* Passage for review
──────────
And then I. Live in their world and speak their language. And so that’s what I literally, it’s about going [00:07:00] to lunch and dinner and there’s a lot that can happen at lunch and dinner that can’t happen in an email or just a PowerPoint presentation,
James Geyer: Yeah, put, yeah. We talked about your business model a little bit.
We talked about your definition of RevOps, like creating the ideal customer journey to put it into my work. Maybe not yours necessarily. Yeah. There’s probably so much for you to do. What are the most impactful things for you to focus on in light of the business model in, in your goals?
And like, what are some initiatives that you’re enabling?
Mark Whitlock: Yeah. it’s all about getting results and showing people the results of it. So I started out with, developing the story and the purpose and over time, I took time to communicate that.
’cause I knew it was gonna be conceptually hard for people to maybe, to understand, but, and how it would change their world. But then what I’m doing now is we’re really taking individual teams and doing focused work with those teams where we’re just, Going through and documenting the processes, understanding where they’re having frustrations, where there’s friction between teams and misunderstandings, and really getting back to the basics of why are we doing what, like why are you doing what that like that activity [00:08:00] is.
That’s like the central question of always almost the Simon Sinek thing of like, why, and by asking that it’s I have no idea why I’m doing it. And then we can go back to the other teams and the salespeople who are driving that request and asking them like, why is that important? And then a lot of times it’s not, or it’s like we don’t really care about it.
So then it’s about eliminating, simplifying, and then automating. But at the end of the day, we’re trying to figure out what that why is for a 40-year-old company, 45-year-old company, re-asking the whys But then aligning it back to the customer experience.
James Geyer: Yeah, that’s great. The why having a bias towards like reduction of complexity and elimination, I think is such a good framework for that.
Mark Whitlock: And I think it goes into one of your other questions that you maybe have is like, why are we doing it? So we really see, especially in I would say, we’re in a pivotal role in our company where we’re transitioning a lot of things in the company from ownership to other things.
So with that, there’s a lot of change. And so we’re also looking at how to scale the business. Like we want to take the business from what we have now, and then increase that growth and effect greater than we’ve ever [00:09:00] had before. But how do you do that? And how do you do it in a way that.
Doesn’t lose The customer side of things. So we are very much a people focused thing. We’re interaction. So the human side of stuff. when you really look at AI and some of this other stuff, what that’s gonna do is help remove the non-human, interactive facing things. And we really are looking to then deploy some of that stuff we’re needed.
Like we’re not just doing ai, right? We’re doing. Elimination of things, simplification and then process development, maybe a system or AI or machine learning into it. But all that to say those tasks task work is getting like. I’ll process or simplified. But that the people side of things is really gonna get ramped up.
──────────
[Items from a data source]
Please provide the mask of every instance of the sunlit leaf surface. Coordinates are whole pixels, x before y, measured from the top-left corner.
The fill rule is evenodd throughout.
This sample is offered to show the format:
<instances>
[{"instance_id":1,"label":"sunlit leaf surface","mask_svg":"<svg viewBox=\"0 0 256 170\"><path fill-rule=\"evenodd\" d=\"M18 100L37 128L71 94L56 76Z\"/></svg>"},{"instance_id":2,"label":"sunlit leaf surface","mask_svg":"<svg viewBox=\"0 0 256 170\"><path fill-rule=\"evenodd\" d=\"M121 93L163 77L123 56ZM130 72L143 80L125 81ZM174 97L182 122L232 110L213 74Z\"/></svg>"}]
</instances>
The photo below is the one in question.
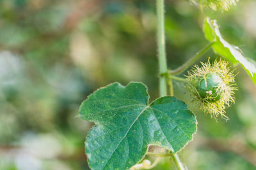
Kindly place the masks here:
<instances>
[{"instance_id":1,"label":"sunlit leaf surface","mask_svg":"<svg viewBox=\"0 0 256 170\"><path fill-rule=\"evenodd\" d=\"M256 62L244 57L238 47L228 43L223 38L216 20L207 18L204 31L206 39L210 41L216 41L212 45L214 52L234 64L239 62L256 85Z\"/></svg>"},{"instance_id":2,"label":"sunlit leaf surface","mask_svg":"<svg viewBox=\"0 0 256 170\"><path fill-rule=\"evenodd\" d=\"M79 114L96 124L85 146L92 169L126 169L145 155L148 145L177 152L192 139L195 116L174 97L148 104L147 87L118 83L102 88L82 103Z\"/></svg>"}]
</instances>

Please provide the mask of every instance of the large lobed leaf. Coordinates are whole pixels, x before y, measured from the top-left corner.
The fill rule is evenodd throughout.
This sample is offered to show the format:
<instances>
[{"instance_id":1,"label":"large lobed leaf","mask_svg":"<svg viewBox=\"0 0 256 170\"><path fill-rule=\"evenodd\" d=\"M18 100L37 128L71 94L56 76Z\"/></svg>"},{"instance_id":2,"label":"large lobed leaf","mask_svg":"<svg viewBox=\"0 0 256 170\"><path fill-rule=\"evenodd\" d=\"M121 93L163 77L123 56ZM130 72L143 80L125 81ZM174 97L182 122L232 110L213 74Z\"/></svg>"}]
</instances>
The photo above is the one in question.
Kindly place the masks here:
<instances>
[{"instance_id":1,"label":"large lobed leaf","mask_svg":"<svg viewBox=\"0 0 256 170\"><path fill-rule=\"evenodd\" d=\"M216 41L212 45L214 52L234 64L239 62L256 85L256 62L251 59L244 57L238 47L230 45L223 38L216 20L211 20L209 18L206 18L204 32L207 40L211 42Z\"/></svg>"},{"instance_id":2,"label":"large lobed leaf","mask_svg":"<svg viewBox=\"0 0 256 170\"><path fill-rule=\"evenodd\" d=\"M147 87L114 83L91 94L80 108L83 119L96 124L85 147L92 169L126 169L143 159L148 145L177 152L192 139L195 116L174 97L148 105Z\"/></svg>"}]
</instances>

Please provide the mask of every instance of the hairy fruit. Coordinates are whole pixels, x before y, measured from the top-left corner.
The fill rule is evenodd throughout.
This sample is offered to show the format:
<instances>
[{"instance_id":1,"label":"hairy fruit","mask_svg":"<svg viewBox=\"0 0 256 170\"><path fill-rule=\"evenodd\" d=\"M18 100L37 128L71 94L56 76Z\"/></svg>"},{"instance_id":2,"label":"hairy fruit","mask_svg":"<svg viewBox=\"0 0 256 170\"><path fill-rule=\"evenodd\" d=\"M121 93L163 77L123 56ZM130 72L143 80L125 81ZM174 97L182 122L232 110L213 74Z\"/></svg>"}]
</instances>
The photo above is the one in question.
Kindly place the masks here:
<instances>
[{"instance_id":1,"label":"hairy fruit","mask_svg":"<svg viewBox=\"0 0 256 170\"><path fill-rule=\"evenodd\" d=\"M197 108L212 117L227 118L225 109L234 103L236 90L233 72L225 60L201 64L202 67L196 65L188 71L185 88Z\"/></svg>"}]
</instances>

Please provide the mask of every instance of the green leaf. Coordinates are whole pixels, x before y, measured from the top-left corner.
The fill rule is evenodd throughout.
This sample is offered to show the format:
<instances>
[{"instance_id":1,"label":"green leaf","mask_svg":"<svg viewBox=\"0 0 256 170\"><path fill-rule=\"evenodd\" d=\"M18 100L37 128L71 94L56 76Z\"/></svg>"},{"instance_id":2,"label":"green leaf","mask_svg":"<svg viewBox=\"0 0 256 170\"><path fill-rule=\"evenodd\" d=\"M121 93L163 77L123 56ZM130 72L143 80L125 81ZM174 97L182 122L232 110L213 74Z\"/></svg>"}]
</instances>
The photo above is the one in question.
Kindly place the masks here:
<instances>
[{"instance_id":1,"label":"green leaf","mask_svg":"<svg viewBox=\"0 0 256 170\"><path fill-rule=\"evenodd\" d=\"M114 83L89 96L80 108L95 125L85 143L92 169L126 169L141 160L148 145L177 152L192 139L195 116L174 97L148 104L147 87Z\"/></svg>"},{"instance_id":2,"label":"green leaf","mask_svg":"<svg viewBox=\"0 0 256 170\"><path fill-rule=\"evenodd\" d=\"M256 62L252 59L244 57L237 46L228 43L223 38L216 20L206 18L204 32L207 39L211 42L216 41L212 45L214 52L233 64L239 62L256 85Z\"/></svg>"}]
</instances>

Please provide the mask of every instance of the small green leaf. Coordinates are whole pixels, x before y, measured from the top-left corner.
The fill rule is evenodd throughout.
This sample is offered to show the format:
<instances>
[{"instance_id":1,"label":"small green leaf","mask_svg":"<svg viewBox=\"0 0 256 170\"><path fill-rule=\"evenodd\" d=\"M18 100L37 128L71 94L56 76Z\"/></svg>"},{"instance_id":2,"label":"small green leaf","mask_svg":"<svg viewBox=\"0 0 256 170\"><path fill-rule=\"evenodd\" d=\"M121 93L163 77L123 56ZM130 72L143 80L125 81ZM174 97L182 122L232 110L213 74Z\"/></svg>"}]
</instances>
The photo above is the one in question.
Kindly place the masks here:
<instances>
[{"instance_id":1,"label":"small green leaf","mask_svg":"<svg viewBox=\"0 0 256 170\"><path fill-rule=\"evenodd\" d=\"M126 169L141 160L148 145L177 152L192 139L195 116L174 97L148 104L147 87L114 83L91 94L80 108L83 119L96 124L86 153L92 169Z\"/></svg>"},{"instance_id":2,"label":"small green leaf","mask_svg":"<svg viewBox=\"0 0 256 170\"><path fill-rule=\"evenodd\" d=\"M244 57L238 47L230 45L223 38L216 20L206 18L204 32L207 39L211 42L216 41L212 45L214 52L233 64L239 62L256 85L256 62L252 59Z\"/></svg>"}]
</instances>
──────────
* Required action 1
Copy the stretch of the RevOps interview transcript from "James Geyer: Yeah, that’s" through "framework for that.".
* Required action 2
Proceed with the RevOps interview transcript, picking up right after its last sentence.

* Reply 1
James Geyer: Yeah, that’s great. The why having a bias towards like reduction of complexity and elimination, I think is such a good framework for that.

* Reply 2
And so we’re really looking at how do we develop our people, right? So we’re gonna upskill our people, we’re gonna invest in building them into better people when, benefits focus. And then really anything around the soft skills that we typically maybe companies don’t necessarily focus on.
That’s gonna be our bigger focus for a company like ours where we’re sales focused. And so that’s [00:10:00] where we really see. All behind that is RevOps, right? Because It’s understanding what the customer expects. It’s like taking jobs that maybe were highly sales or strategy focused and task focused.
Breaking simple task, focus away and maybe creating automations or systems that can handle it. Get it away from that team and let them be more strategic and then spend money into that.
James Geyer: That’s great. I’m hearing a theme here, related to your first answer around just breaking down or documenting the entire process, the ideal process and seeing what can be automated, what can be eliminated, and just really improving the skills for folks on the areas that can’t be automated or eliminated.
Is that a fair, kind of summary of what you’re doing?
Mark Whitlock: Yeah. And I think the value of RevOps is, it’s the thing that wraps all around it. what I just said isn’t anything unique, right? people have been doing that type of thing all the time, but it’s always to go back to what’s the why behind it.
It’s the customer experience. we have to execute on this aspect of our business. How are we gonna do it? Are we just gonna go, is that team just gonna get eight more people because we just signed four more [00:11:00] lines. Probably not the best effective way because.
Maybe we have really some inefficient things going on already. Let’s go back and delve back into that. Let’s find the efficiencies and then let’s go hire the people if we need ’em. But let’s not just build on top of a bad foundation. It’s, yeah,
James Geyer: I’m totally with you. Yeah. Change management. So I hear a lot of, it was a good summary of some of your initiatives that are in place.
you mentioned earlier maybe the headline of change management of let’s relate it to dollars. But there’s so much more in there around how do we communicate value beyond that? How do we track adherence? How do we drive the habit? Like any tips from your experience on how you drive change management in a business, in an industry like this?
Mark Whitlock: Yeah. I think the biggest challenge is trying to keep everybody aligned to what that is. It’s easy for the executive team and like some of the leadership team to get it, but to get everybody in the business, all the people down to the front lines, understanding that’s a very hard thing to do.
So we’ve been trying to really look at it differently. So we’ve brought in other change is a big, it’s a, it’s our theme for probably for the [00:12:00] next two years that like, we’ve gotta be agile, change pro to change, pro to understanding your role in jobs could change and alter.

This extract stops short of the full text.